____ Source material

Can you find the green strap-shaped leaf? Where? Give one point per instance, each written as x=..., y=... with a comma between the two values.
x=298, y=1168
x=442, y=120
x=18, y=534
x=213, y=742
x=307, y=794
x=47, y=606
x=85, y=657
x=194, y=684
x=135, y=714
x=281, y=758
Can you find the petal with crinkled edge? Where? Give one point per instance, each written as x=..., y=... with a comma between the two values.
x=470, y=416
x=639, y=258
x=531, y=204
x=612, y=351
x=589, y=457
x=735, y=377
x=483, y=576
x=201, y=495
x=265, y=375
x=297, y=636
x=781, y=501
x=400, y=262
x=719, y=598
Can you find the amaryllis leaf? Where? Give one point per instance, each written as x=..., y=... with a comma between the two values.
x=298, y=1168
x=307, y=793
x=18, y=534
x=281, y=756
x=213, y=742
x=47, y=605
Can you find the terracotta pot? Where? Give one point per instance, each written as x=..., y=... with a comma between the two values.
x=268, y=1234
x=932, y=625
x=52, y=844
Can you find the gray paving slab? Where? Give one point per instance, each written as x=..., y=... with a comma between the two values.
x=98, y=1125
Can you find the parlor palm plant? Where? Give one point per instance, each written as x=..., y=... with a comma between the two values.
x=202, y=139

________

Write out every item above again, requests included, and increase each x and y coordinate in the answers by 62. Leave the requests and their format samples unchanged.

Task answer -
Can you find the green strap-shaped leaf? Where? Give one point per instance, each written as x=..., y=... with a comma between the two values.
x=360, y=1230
x=504, y=182
x=80, y=596
x=275, y=804
x=369, y=856
x=109, y=668
x=147, y=719
x=256, y=746
x=197, y=776
x=343, y=820
Can you find the petal with crinkled edge? Where? Give one point per instance, each written as x=..., y=... with a comma between the two values.
x=532, y=478
x=701, y=320
x=593, y=266
x=674, y=413
x=651, y=519
x=797, y=439
x=545, y=638
x=263, y=557
x=327, y=437
x=359, y=698
x=843, y=563
x=462, y=324
x=781, y=660
Can you find the amaryllis leaf? Where? Give one point per instance, each written as x=..., y=... with a comma between the two values.
x=360, y=1230
x=369, y=855
x=80, y=596
x=343, y=818
x=275, y=804
x=109, y=667
Can you find the terracotta pot? Where? Give one point per instance, each written as x=..., y=... with a comma between the two values.
x=330, y=1296
x=994, y=687
x=114, y=906
Can you find the gray paving slab? Where? Give one point per instance, each written as x=..., y=... with a comma between the two values.
x=160, y=1187
Can you find the parlor palm plant? Where? Give one point per instance, each written as x=..., y=... with a comma between the two values.
x=264, y=201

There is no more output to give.